-- REQUEST --
Copy the dataset rows below line for line, without any changes, and omit the pictures from your copy.

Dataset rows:
%%

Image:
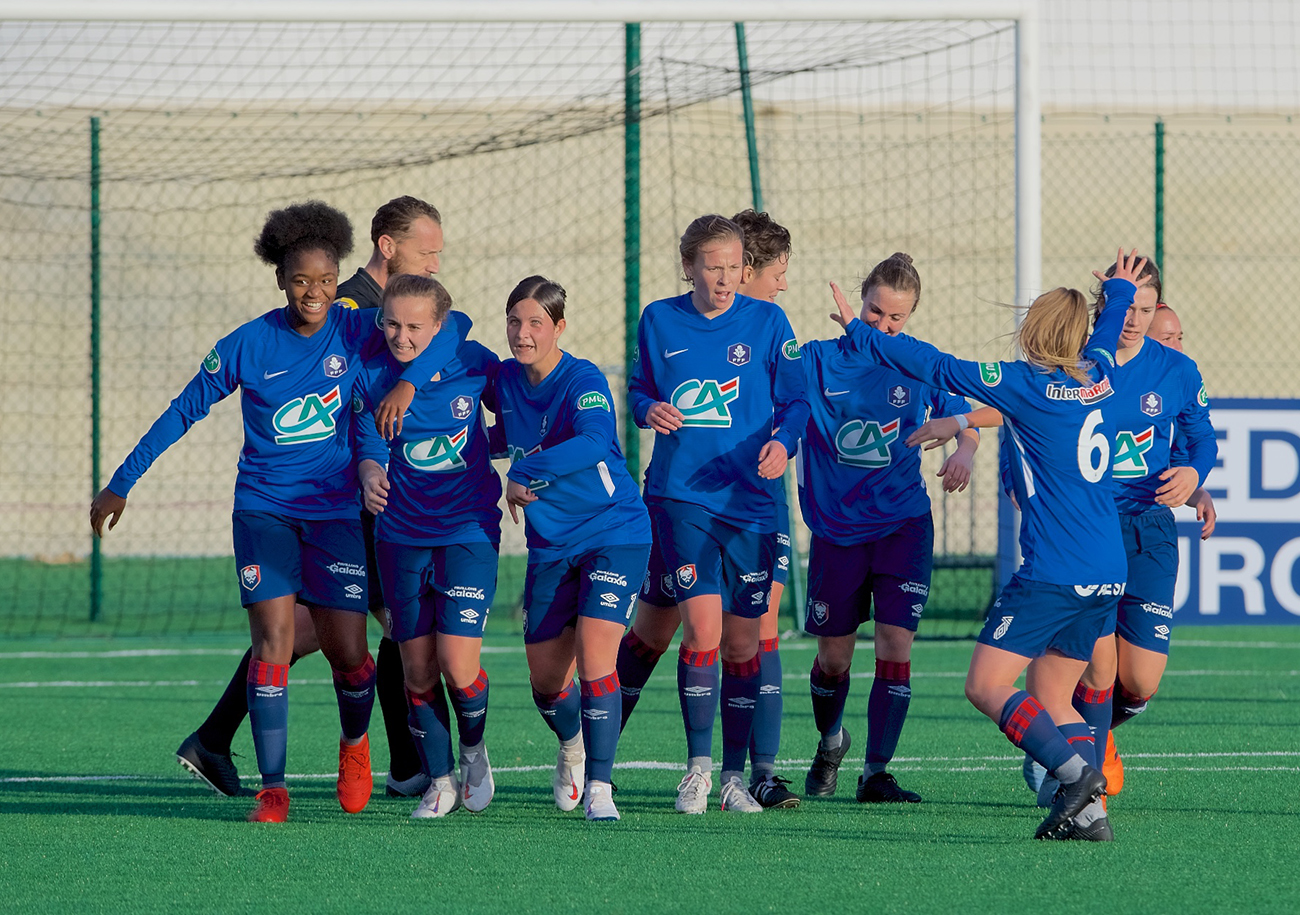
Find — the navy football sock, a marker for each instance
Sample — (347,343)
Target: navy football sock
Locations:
(739,697)
(268,718)
(562,711)
(355,693)
(636,663)
(601,703)
(1028,725)
(766,740)
(887,710)
(429,724)
(471,705)
(830,693)
(697,692)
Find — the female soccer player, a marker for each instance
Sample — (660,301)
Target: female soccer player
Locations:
(1058,602)
(767,255)
(872,536)
(718,380)
(437,533)
(588,540)
(297,533)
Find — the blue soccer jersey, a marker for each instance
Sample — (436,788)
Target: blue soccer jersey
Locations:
(295,395)
(1061,442)
(1160,399)
(442,484)
(735,377)
(858,481)
(563,446)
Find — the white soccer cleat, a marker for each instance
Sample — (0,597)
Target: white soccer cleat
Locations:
(476,781)
(441,798)
(693,792)
(570,776)
(737,799)
(599,801)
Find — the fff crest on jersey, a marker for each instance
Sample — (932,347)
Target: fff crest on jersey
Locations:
(737,354)
(462,407)
(334,365)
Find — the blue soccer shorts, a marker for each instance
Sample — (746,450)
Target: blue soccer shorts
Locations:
(445,588)
(323,563)
(888,576)
(598,584)
(1147,607)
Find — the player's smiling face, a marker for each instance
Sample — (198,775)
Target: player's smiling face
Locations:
(408,326)
(310,280)
(887,308)
(1138,319)
(715,272)
(768,282)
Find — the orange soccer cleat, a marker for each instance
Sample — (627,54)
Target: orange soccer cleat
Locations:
(1113,767)
(272,806)
(354,775)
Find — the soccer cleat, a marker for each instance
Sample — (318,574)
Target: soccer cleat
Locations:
(693,792)
(440,798)
(355,781)
(476,783)
(216,770)
(772,793)
(883,788)
(599,802)
(570,775)
(1069,801)
(407,788)
(824,773)
(736,799)
(272,806)
(1113,767)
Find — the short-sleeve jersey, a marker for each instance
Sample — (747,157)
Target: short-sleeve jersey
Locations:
(858,481)
(562,441)
(442,488)
(736,378)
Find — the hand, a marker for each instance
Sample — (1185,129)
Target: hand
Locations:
(844,313)
(1179,486)
(957,471)
(388,415)
(771,460)
(936,432)
(107,504)
(1126,268)
(518,497)
(664,419)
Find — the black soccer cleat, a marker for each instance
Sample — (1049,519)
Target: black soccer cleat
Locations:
(882,788)
(824,773)
(216,770)
(1069,801)
(772,793)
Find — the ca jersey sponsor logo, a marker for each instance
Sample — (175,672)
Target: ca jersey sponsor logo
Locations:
(865,442)
(308,419)
(441,454)
(703,403)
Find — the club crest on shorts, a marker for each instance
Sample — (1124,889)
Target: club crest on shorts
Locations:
(334,365)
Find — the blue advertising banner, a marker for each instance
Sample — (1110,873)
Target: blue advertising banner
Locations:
(1248,571)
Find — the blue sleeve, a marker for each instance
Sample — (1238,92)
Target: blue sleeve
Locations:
(195,400)
(593,434)
(791,410)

%%

-- FINISHED TASK --
Image:
Find — the navy football sock, a marker for each instance
Sample — (347,343)
Target: navy football sock
Locations:
(739,697)
(268,718)
(562,711)
(355,693)
(636,663)
(601,703)
(1028,725)
(766,740)
(887,710)
(429,724)
(471,705)
(830,693)
(697,692)
Find — the female soccer player, a marker for each instance
Sample — (660,301)
Target: female soccer player
Locations:
(1058,602)
(767,255)
(872,536)
(718,380)
(437,533)
(588,540)
(297,533)
Find — the blue soccer jersey, a marker for each instance
Sample — (436,788)
Target: blue soccer jersey
Locations:
(295,395)
(1061,442)
(1160,399)
(442,484)
(735,377)
(858,481)
(563,446)
Find — the white soccer cleat, a marker for each instance
Sample — (0,597)
Target: white soccer cleat
Locations:
(476,781)
(441,798)
(693,792)
(570,776)
(737,799)
(599,801)
Find — the fff crest on jersey, a marker for each instance
Sample — (932,347)
Target: fff crest on jersey
Locations:
(737,354)
(462,407)
(334,365)
Find — the blue soccer shorts, a marker for each instance
Sample — (746,450)
Target: blue soccer shorts
Locations:
(445,588)
(323,563)
(888,576)
(598,584)
(1147,607)
Find — the player's smiling face, a marker for each instance
Sample — (198,775)
Target: player's smiling face
Locations:
(408,326)
(310,280)
(887,308)
(1138,319)
(715,272)
(768,282)
Find — the orange soccer cleat, a marker for each instance
Sample — (627,54)
Target: orange soccer cleat
Locations:
(1113,767)
(272,806)
(354,775)
Find — the soccer cleat, a marker for each instance
Sample — (318,574)
Target: soccer cleat
Locations:
(693,792)
(440,798)
(355,781)
(476,783)
(216,770)
(772,793)
(883,788)
(599,802)
(570,775)
(1069,801)
(407,788)
(824,773)
(736,799)
(272,806)
(1113,767)
Find — the short-sleeve jersey, a marker for each instance
Sample — (747,157)
Target: short-sleeve jersey
Locations:
(858,481)
(562,441)
(442,488)
(736,378)
Find — the hand, a marker for each instance
Sample — (1185,129)
Target: hand
Locations:
(844,313)
(1179,486)
(957,471)
(388,415)
(771,460)
(936,432)
(107,504)
(1126,268)
(518,497)
(664,419)
Find — the black soccer cleat, a marker for each instance
Sample — (1049,519)
Target: black soccer cleat
Locations:
(882,788)
(824,773)
(216,770)
(1069,801)
(772,793)
Find — the ca jersey sponsor logo, a marker for each instance
Sample — (175,672)
Target: ca jersey sponsor logo
Locations:
(865,442)
(308,419)
(441,454)
(703,403)
Find — the club crest on shorts, a marker for each instance
Sample — (1124,889)
Target: club crest on shorts
Locations:
(334,365)
Find — the blue advertising banner, a marker for each instance
Sample — (1110,873)
Target: blue advertising banner
Locations:
(1248,571)
Find — the blue sleeve, a marker for each instance
Sample — (1238,92)
Target: blue sleeve
Locations:
(195,400)
(593,434)
(791,410)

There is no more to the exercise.